* [Reading text]

****************

I agree, moo is the one to ask about NMM but the advice he gave me is the same. you have too much mid tone and not enough extreme highlighting. You have made a great start  It has taken me ages to get to a decent level of NMM and it really does take loads of practice. 

Your painting is neat and tidy and the only other thing i can really notice is that the paint is a little thick. 

Nice work


----------



## Patapon13 (Apr 26, 2009)

I know but its the best that I can do cause when I was painting I was getting frustrated the the highlites would not blend they would rather dominate when I was painting but the advantages with metal models is that they are easy to stip and start over.


----------



## LTP (Apr 15, 2009)

Patapon13 said:


> I know but its the best that I can do cause when I was painting I was getting frustrated the the highlites would not blend they would rather dominate when I was painting but the advantages with metal models is that they are easy to stip and start over.


Sorry mate i wasnt knocking your efforts i was just suggesting some tips . 

Thats the problem i had it was annoying. Are you blending the colours when they are still wet or doing them over the top?


----------



## Patapon13 (Apr 26, 2009)

I prefer wet blending.


----------



## moo (Aug 12, 2008)

I would actually say that is a good attempt, but i agree with some smoother blending, try wet blending if you prefer it. Some of my NMM is also wetblended with a good finish so definately worth doing. 

Technically as LTP has said you have a bit too much base colour and since you've taken it up to white as a highlight, i would actually from the stage you're at, glaze some base colour on to smooth the blends first, then i would actually start to glaze with a darker brown to give you more shading, as i think that is what's lacking with the example you've done. Keep reducing the area glazed with the shade colour until some parts are almost a dark brown black, my own technique usually takes me back to black. 

There are two things to pursue from here, either a highlighting similar to what you've done where the the point where the light hits the object is the brightest or you could possibly try SE-NMM, which at the lightest point draw a darker line parallel to your higlights to show the reflection of the ground and just highlight it up but going down instead. I know this statement sounds a bit strange but, i have spent time looking at real day metal examples and how light reflects off them and trying to figure out how to paint them well. So you will also notice that the upper areas in NMM are usually darker and the highlights are almost backwards but this is then counter-acted by a fine white highlight which depicts the light being picked up at the edge. Perhaps that is something worth looking more into. 

Saying all that i think you are definately on the right tracks to a good NMM. Keep practicing and playing with how light reflects on different surfaces, i think weird shapes are the most challenging and fun to paint compared to flat or cylindrical surfaces. I hope this all helps. Here is an example of one of my first attempts at NMM  so everyone has to start somewhere. Clicky


----------



## Patapon13 (Apr 26, 2009)

****************

* [Record list]

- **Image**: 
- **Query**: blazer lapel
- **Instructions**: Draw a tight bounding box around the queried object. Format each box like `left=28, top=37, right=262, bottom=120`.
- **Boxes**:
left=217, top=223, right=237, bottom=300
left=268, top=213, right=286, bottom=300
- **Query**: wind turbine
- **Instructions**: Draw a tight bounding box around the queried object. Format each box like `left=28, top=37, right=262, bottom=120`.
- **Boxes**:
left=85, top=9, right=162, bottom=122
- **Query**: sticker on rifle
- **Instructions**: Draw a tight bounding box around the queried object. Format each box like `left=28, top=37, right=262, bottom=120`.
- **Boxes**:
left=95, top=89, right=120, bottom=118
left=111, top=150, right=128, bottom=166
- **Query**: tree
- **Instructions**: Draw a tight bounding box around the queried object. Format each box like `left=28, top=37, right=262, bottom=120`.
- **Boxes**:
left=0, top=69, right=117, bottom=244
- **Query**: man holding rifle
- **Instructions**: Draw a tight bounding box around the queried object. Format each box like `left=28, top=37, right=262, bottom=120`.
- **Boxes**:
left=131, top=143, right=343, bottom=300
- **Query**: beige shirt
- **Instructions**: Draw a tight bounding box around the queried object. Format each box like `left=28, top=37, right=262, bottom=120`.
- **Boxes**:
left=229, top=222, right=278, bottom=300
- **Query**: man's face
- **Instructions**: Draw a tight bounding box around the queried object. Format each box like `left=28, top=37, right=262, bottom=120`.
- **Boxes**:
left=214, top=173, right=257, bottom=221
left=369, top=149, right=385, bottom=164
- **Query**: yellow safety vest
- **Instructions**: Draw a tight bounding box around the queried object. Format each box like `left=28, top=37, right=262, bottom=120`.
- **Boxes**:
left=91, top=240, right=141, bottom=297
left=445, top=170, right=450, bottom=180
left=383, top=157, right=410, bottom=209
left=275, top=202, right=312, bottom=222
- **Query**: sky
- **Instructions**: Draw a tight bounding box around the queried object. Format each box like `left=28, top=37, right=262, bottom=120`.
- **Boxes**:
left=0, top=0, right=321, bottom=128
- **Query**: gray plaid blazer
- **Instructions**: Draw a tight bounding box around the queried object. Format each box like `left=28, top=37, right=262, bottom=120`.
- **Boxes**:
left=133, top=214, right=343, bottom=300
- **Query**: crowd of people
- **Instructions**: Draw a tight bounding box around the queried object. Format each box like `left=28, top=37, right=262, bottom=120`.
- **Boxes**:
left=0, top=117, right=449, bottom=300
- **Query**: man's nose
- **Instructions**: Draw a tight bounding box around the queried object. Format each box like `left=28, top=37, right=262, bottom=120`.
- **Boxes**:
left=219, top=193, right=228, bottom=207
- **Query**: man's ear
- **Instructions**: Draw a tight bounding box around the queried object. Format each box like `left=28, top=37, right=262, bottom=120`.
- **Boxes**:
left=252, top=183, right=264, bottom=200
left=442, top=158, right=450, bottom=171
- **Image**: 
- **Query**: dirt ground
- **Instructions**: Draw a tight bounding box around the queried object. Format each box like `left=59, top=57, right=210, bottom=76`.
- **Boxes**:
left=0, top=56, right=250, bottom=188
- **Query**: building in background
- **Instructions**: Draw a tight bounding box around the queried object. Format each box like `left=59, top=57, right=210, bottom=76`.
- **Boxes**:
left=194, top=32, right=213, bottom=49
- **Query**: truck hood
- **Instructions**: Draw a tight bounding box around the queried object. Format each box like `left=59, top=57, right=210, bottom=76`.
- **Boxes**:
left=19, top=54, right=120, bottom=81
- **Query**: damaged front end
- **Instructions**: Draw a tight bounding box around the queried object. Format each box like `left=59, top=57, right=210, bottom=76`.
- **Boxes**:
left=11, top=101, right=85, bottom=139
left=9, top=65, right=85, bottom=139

****************

Answer these questions about the forum thread on painting NMM.
1. What does the first post say the painting has too much of?
2. Which blending method does Patapon13 say they prefer?
3. Which shapes does moo call the most challenging and fun to paint?
Use only the forum thread for your answers.

1. Too much mid tone.
2. Wet blending.
3. Weird shapes.